> TASK PROMPT: Copy the rows below, changing "grass field" to "lawn" and leaving everything else as it is.

> SOURCE MATERIAL:
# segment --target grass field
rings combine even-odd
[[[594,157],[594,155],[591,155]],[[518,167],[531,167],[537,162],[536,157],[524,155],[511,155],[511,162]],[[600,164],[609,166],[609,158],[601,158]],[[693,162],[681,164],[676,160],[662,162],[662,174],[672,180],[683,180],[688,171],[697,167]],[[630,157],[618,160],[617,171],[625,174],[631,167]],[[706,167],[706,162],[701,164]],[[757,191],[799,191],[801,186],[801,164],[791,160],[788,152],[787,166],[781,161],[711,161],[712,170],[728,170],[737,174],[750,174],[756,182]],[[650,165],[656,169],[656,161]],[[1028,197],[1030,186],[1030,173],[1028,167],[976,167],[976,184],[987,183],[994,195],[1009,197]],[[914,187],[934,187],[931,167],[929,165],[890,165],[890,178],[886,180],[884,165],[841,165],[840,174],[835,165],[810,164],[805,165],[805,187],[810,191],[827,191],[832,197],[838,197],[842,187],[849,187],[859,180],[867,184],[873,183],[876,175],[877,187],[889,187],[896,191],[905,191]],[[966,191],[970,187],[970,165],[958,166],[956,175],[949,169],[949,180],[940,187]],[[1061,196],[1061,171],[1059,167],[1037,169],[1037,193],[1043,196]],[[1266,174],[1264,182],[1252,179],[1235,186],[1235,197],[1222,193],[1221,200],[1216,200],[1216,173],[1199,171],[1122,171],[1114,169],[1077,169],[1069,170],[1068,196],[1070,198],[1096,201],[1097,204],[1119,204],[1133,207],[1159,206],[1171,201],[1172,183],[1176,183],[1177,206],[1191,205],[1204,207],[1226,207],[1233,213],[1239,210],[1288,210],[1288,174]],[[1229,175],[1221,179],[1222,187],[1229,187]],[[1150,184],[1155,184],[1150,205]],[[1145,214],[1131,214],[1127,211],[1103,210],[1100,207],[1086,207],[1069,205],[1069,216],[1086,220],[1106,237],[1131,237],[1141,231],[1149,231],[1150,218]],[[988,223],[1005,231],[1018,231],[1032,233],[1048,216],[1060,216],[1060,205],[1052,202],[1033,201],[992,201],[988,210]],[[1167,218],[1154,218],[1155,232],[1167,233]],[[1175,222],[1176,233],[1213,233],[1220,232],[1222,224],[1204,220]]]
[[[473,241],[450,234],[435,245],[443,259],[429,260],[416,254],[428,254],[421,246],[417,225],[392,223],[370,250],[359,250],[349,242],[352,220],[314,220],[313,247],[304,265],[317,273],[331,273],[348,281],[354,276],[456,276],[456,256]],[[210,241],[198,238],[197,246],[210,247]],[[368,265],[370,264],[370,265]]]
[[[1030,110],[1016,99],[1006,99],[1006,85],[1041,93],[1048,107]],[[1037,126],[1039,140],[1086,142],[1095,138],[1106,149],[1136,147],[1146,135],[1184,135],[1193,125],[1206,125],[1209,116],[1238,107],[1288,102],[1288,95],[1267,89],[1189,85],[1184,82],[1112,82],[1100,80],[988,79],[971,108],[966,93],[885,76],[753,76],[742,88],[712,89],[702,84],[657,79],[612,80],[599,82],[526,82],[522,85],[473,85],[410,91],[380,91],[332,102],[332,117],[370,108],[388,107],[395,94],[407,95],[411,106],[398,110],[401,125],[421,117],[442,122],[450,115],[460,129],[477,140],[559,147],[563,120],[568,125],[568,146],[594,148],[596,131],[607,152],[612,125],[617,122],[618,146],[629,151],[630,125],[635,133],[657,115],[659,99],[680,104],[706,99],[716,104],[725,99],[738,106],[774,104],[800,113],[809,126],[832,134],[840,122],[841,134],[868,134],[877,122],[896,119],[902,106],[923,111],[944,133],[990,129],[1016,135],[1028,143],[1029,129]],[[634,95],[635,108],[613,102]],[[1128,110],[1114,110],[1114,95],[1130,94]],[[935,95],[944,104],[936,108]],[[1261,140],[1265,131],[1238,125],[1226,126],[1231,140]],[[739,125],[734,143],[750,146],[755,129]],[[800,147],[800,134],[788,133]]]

> WRITTEN SOLUTION:
# segment --target lawn
rings combine even-odd
[[[594,157],[594,155],[591,155]],[[518,167],[531,167],[537,162],[536,157],[524,155],[511,155],[511,162]],[[600,164],[609,166],[609,158],[601,158]],[[693,162],[681,164],[676,160],[662,162],[662,174],[672,180],[683,180],[688,171],[697,167]],[[630,157],[618,160],[617,171],[625,174],[631,167]],[[706,167],[706,162],[701,164]],[[757,191],[799,191],[801,186],[801,164],[791,160],[788,152],[787,166],[781,161],[711,161],[712,170],[728,170],[737,174],[750,174],[756,182]],[[650,165],[656,169],[656,161]],[[1028,197],[1030,186],[1030,173],[1028,167],[976,167],[976,184],[987,183],[994,195],[1009,197]],[[914,187],[934,187],[931,167],[929,165],[890,165],[890,178],[886,180],[884,165],[841,165],[840,174],[835,165],[810,164],[805,165],[805,187],[810,191],[827,191],[832,197],[838,197],[842,187],[849,187],[859,180],[867,184],[873,183],[876,175],[877,187],[889,187],[896,191],[905,191]],[[966,191],[970,187],[970,165],[958,166],[956,175],[949,169],[949,180],[940,187]],[[1061,196],[1061,171],[1059,167],[1037,169],[1037,193],[1043,196]],[[1266,174],[1264,182],[1252,179],[1235,186],[1235,197],[1222,193],[1221,200],[1216,200],[1216,173],[1199,171],[1122,171],[1114,169],[1077,169],[1069,170],[1068,196],[1070,198],[1096,201],[1097,204],[1119,204],[1133,207],[1159,206],[1171,201],[1172,183],[1176,183],[1177,206],[1191,205],[1204,207],[1226,207],[1233,213],[1239,210],[1288,210],[1288,174]],[[1229,175],[1221,179],[1222,187],[1229,187]],[[1150,184],[1155,184],[1150,205]],[[1145,214],[1131,214],[1127,211],[1103,210],[1100,207],[1086,207],[1069,205],[1069,216],[1086,220],[1106,237],[1131,237],[1141,231],[1149,231],[1150,218]],[[988,223],[1005,231],[1018,231],[1032,233],[1048,216],[1060,216],[1060,205],[1052,202],[1033,201],[992,201],[988,210]],[[1167,218],[1154,218],[1155,232],[1167,233]],[[1175,222],[1176,233],[1213,233],[1220,232],[1222,224],[1204,220]]]
[[[473,241],[450,234],[435,245],[443,259],[429,260],[416,254],[428,254],[421,246],[417,225],[392,223],[370,250],[359,250],[349,242],[352,220],[314,220],[313,247],[304,265],[317,273],[331,273],[348,281],[354,276],[456,276],[456,256]],[[210,241],[198,238],[197,246],[210,247]],[[368,265],[370,264],[370,265]]]
[[[1030,110],[1016,99],[1006,99],[1006,85],[1041,93],[1048,107]],[[1037,126],[1039,140],[1086,142],[1095,138],[1106,149],[1136,147],[1146,135],[1184,135],[1193,125],[1206,125],[1209,116],[1238,107],[1288,102],[1288,95],[1267,89],[1189,85],[1184,82],[1112,82],[1100,80],[988,79],[971,108],[966,93],[885,76],[753,76],[742,88],[712,89],[702,84],[657,79],[612,80],[599,82],[526,82],[522,85],[473,85],[410,91],[380,91],[332,102],[332,117],[370,108],[388,107],[395,94],[407,95],[411,106],[398,110],[401,125],[421,117],[442,122],[450,115],[460,129],[477,140],[559,147],[563,120],[568,125],[568,146],[594,148],[596,131],[607,152],[612,125],[617,122],[618,146],[629,151],[630,125],[635,133],[657,115],[659,99],[680,104],[706,99],[716,104],[725,99],[738,106],[774,104],[800,113],[809,126],[832,134],[840,122],[841,134],[868,134],[877,122],[896,119],[902,106],[923,111],[944,133],[990,129],[1016,135],[1028,143],[1029,129]],[[634,95],[635,108],[613,102]],[[1128,110],[1114,110],[1114,95],[1130,94]],[[935,95],[944,104],[936,108]],[[1261,140],[1265,131],[1238,125],[1226,126],[1231,140]],[[739,125],[734,143],[750,146],[755,129]],[[800,147],[800,134],[788,133]]]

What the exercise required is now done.